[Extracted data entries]
+++

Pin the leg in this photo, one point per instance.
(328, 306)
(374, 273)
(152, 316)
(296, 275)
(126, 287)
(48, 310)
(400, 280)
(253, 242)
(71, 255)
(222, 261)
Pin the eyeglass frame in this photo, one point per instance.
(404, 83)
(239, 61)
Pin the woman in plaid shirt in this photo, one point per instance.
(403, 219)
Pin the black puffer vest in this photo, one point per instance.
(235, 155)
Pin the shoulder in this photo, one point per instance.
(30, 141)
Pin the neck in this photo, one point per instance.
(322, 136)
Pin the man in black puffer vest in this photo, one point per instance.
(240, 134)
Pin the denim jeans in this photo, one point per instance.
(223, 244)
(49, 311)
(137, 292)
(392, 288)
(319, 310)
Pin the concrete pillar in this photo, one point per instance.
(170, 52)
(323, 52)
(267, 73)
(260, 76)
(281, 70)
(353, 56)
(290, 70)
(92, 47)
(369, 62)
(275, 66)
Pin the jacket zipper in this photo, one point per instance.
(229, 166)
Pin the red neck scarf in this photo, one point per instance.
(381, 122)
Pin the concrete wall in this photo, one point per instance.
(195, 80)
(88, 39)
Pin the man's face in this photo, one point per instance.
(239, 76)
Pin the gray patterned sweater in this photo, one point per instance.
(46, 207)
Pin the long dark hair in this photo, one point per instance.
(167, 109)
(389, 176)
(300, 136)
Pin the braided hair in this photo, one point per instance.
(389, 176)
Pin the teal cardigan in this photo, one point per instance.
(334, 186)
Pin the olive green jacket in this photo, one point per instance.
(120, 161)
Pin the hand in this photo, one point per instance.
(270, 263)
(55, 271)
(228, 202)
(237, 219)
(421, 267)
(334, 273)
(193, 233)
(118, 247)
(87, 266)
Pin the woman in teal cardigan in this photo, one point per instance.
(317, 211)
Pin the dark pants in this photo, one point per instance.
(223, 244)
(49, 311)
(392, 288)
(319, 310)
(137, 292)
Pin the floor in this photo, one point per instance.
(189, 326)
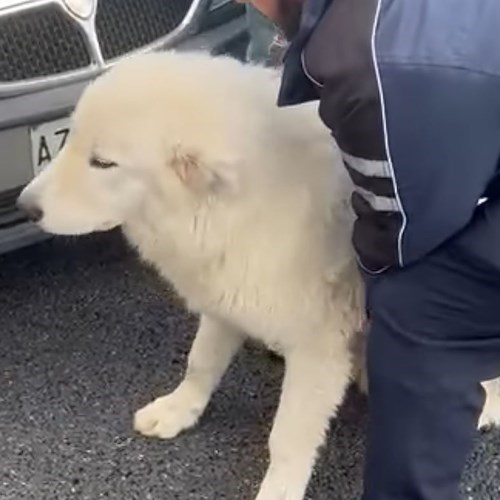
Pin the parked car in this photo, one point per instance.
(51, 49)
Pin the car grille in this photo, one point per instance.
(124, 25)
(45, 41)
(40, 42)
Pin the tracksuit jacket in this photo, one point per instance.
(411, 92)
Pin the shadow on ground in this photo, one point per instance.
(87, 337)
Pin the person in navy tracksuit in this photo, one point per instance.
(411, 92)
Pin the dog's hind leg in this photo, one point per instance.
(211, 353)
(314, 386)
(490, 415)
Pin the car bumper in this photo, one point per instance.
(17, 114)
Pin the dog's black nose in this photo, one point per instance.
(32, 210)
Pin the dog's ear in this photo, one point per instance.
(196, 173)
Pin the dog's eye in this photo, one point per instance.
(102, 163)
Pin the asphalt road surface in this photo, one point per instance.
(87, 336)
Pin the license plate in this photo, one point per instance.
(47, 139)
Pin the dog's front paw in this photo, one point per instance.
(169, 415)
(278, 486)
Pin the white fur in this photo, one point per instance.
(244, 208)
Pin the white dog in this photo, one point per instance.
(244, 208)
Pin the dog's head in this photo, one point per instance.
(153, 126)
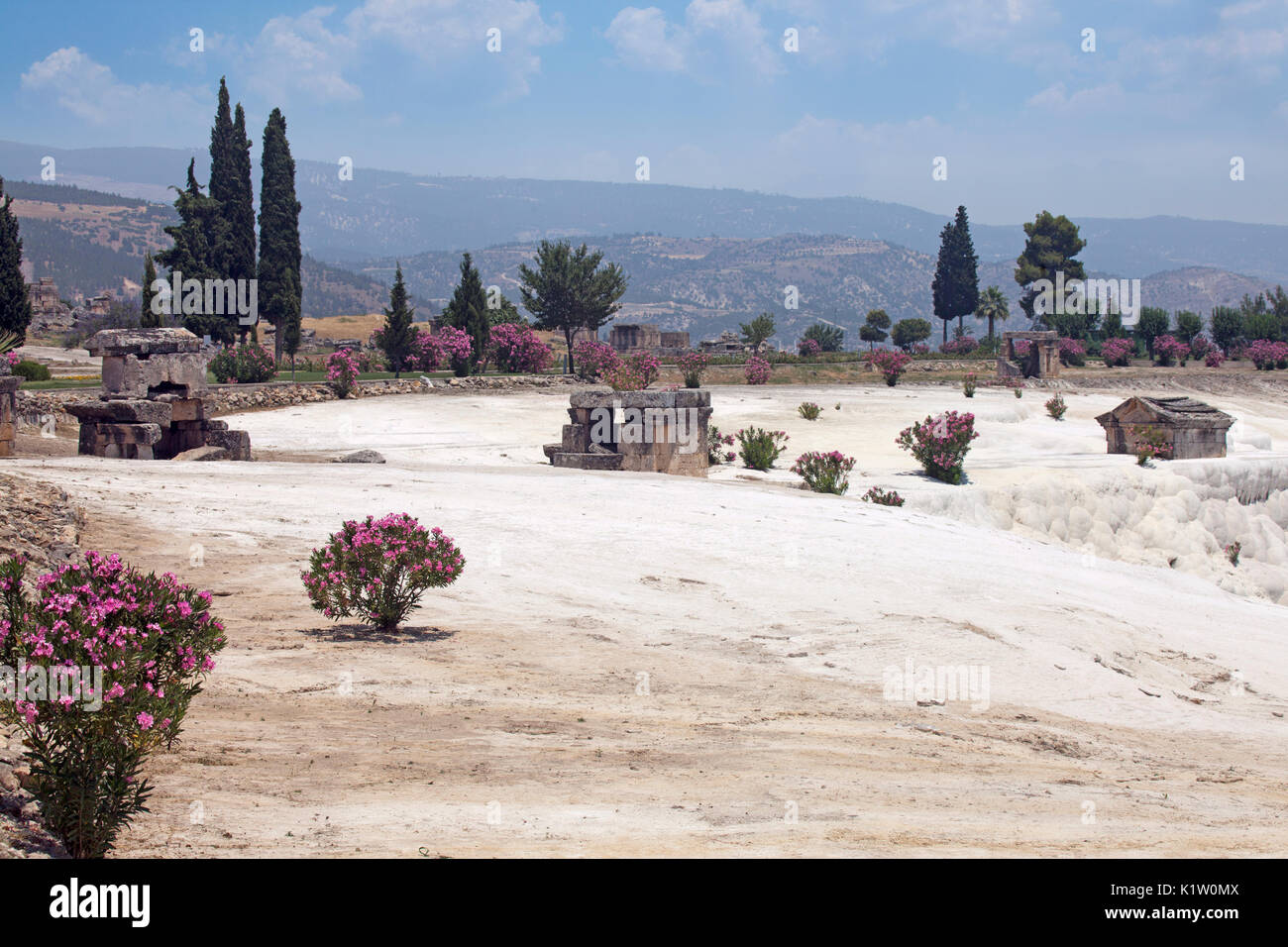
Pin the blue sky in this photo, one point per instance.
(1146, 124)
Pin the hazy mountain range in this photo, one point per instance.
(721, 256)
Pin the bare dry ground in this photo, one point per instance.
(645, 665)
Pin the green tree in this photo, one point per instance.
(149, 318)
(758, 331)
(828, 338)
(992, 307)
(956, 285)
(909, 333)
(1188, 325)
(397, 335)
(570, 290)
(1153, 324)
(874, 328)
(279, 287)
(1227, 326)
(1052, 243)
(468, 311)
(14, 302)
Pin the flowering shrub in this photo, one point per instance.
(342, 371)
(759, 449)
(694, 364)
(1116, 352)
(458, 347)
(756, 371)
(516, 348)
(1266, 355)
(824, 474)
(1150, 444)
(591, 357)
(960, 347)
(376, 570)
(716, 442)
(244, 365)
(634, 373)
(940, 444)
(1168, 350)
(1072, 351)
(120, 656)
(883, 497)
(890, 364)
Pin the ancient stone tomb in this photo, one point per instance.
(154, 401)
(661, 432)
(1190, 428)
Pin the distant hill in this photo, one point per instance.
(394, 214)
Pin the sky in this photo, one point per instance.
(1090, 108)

+++

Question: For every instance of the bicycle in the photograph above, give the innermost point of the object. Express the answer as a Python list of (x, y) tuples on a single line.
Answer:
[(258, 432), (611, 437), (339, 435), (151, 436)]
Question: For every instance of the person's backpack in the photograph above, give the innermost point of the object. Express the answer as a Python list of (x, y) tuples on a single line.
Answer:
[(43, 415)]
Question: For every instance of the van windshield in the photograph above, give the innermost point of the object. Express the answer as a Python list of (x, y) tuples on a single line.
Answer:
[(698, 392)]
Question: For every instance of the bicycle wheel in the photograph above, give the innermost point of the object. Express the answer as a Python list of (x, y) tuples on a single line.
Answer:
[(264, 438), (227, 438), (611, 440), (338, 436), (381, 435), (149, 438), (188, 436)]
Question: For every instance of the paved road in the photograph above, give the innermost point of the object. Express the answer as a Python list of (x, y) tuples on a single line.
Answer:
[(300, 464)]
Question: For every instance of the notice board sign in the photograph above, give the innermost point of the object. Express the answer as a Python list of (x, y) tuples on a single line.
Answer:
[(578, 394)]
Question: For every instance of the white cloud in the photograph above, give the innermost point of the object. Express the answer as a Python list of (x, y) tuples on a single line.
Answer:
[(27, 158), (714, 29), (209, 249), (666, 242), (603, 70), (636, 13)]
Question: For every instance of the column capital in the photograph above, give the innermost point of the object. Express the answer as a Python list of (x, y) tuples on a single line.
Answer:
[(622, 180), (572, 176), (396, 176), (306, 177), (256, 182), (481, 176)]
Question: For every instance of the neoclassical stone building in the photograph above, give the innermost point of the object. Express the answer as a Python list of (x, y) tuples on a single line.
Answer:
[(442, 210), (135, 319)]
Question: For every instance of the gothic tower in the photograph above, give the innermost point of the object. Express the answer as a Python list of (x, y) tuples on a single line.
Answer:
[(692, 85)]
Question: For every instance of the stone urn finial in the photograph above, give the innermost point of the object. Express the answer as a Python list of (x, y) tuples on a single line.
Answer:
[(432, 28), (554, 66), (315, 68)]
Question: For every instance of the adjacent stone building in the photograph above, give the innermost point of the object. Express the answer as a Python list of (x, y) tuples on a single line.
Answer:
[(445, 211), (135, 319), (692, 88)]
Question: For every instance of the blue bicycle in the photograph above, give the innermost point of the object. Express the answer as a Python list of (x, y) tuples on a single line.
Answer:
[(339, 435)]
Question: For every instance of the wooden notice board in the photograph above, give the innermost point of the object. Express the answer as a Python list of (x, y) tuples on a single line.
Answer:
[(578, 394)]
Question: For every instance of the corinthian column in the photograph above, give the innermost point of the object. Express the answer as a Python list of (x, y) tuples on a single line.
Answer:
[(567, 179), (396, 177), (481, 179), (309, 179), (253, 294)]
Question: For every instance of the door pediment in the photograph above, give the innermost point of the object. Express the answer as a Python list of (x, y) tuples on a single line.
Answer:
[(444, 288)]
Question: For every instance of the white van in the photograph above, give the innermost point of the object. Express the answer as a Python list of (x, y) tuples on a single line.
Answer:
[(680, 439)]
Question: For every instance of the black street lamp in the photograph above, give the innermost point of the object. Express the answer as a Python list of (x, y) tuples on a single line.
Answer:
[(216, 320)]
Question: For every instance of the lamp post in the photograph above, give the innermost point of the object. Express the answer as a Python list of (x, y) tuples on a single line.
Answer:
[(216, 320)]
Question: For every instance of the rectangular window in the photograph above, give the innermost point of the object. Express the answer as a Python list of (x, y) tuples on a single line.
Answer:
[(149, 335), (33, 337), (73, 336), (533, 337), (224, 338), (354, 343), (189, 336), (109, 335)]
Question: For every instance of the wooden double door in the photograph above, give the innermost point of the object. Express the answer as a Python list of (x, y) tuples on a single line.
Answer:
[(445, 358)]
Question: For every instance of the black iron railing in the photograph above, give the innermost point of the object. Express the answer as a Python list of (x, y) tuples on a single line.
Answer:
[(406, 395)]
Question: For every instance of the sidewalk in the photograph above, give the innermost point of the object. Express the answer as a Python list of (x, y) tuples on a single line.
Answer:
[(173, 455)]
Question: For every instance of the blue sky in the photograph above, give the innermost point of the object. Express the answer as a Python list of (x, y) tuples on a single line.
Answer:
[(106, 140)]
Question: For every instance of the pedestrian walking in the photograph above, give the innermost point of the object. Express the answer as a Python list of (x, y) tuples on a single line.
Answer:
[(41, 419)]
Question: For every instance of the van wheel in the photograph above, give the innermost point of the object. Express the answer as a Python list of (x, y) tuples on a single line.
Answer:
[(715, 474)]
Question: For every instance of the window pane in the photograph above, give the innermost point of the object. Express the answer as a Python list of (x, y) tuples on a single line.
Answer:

+++

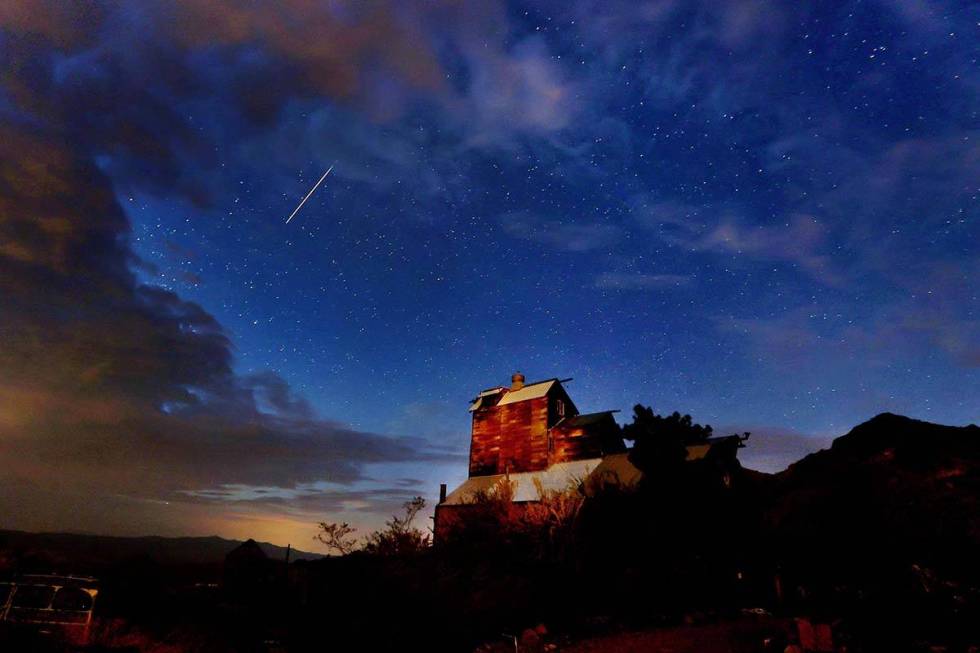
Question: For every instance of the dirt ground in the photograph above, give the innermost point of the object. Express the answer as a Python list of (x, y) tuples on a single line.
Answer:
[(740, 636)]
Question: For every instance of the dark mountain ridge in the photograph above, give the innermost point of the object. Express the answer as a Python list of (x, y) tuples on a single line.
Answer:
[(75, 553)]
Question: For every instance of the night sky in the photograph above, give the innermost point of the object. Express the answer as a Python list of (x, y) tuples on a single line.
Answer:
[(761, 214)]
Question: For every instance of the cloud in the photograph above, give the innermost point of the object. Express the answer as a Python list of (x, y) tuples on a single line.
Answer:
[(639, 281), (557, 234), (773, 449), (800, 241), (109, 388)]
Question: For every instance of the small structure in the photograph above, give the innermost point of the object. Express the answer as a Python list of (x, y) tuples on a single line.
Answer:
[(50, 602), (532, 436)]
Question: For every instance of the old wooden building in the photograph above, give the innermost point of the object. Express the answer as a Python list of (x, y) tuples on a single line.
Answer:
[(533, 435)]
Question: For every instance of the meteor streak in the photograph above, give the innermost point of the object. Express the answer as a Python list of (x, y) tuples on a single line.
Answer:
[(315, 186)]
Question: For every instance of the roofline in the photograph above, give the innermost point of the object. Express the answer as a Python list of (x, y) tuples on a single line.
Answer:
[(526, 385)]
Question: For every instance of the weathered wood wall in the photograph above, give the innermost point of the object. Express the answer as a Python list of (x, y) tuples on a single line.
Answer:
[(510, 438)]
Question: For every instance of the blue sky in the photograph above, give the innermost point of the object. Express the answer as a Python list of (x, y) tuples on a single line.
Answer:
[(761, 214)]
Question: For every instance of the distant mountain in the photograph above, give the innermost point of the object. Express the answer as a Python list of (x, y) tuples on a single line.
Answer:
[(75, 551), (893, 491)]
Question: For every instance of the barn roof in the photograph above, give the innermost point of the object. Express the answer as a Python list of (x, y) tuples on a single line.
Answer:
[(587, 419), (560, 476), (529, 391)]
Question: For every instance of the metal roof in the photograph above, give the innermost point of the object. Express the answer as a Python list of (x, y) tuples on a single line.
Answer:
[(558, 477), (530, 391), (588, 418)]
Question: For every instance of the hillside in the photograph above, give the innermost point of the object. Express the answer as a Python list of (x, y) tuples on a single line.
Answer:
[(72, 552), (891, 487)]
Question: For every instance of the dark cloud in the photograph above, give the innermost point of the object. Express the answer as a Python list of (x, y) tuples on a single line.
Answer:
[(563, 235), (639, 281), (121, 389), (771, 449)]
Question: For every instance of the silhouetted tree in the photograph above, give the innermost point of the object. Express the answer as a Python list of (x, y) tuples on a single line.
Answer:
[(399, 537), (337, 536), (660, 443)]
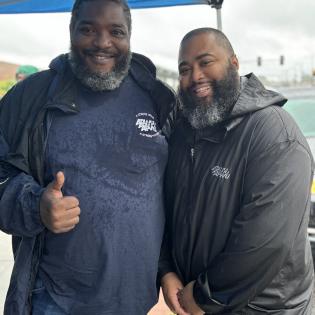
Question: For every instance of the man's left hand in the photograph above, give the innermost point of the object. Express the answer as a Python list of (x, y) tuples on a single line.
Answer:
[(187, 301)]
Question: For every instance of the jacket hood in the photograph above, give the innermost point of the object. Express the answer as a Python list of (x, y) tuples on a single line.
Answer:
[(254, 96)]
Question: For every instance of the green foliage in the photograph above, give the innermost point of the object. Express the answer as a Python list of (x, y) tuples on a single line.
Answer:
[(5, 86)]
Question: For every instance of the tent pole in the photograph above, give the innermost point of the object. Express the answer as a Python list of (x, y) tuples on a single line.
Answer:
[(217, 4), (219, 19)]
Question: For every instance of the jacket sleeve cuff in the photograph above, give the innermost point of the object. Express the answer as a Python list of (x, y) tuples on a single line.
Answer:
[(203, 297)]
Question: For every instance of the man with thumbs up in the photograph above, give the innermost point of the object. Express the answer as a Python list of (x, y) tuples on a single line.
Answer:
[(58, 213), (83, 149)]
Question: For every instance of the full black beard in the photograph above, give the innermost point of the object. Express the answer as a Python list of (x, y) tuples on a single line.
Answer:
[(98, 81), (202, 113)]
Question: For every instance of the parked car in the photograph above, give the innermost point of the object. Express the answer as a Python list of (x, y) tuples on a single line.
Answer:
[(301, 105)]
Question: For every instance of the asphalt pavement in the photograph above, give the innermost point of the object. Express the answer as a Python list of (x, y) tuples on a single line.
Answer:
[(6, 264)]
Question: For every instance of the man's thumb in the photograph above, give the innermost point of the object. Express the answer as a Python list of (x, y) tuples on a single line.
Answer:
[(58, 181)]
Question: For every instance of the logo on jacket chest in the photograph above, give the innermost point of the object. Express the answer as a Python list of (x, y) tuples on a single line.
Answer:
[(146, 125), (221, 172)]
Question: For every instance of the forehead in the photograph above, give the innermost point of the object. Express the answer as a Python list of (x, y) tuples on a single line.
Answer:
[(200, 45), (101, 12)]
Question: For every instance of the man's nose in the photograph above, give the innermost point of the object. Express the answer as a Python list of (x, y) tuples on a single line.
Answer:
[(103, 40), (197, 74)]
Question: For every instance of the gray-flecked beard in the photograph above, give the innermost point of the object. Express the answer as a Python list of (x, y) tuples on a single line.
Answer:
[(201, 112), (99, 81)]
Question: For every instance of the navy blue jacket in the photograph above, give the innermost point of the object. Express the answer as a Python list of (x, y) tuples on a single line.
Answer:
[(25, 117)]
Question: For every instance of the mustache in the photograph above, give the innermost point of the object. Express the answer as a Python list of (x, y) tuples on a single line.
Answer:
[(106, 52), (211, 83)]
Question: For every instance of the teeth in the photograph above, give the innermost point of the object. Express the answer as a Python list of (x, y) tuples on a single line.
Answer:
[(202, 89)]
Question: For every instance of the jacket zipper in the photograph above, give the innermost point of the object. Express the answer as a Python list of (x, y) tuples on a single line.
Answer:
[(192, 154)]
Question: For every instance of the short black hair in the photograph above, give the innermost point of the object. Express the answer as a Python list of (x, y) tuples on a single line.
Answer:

+++

● What is needed
Scan the data above; copy every line where "window" appears.

● Solved problem
Question: For every instance of the rectangular window in the photograph above, give the innermost point of the object. Express the answer as a Python list of (x, y) tuples on a single line.
Question: For every instance of the window pane in the photograph above, give the innermost point of the object. Express the answer as a Python list of (x, y) tuples on a single line.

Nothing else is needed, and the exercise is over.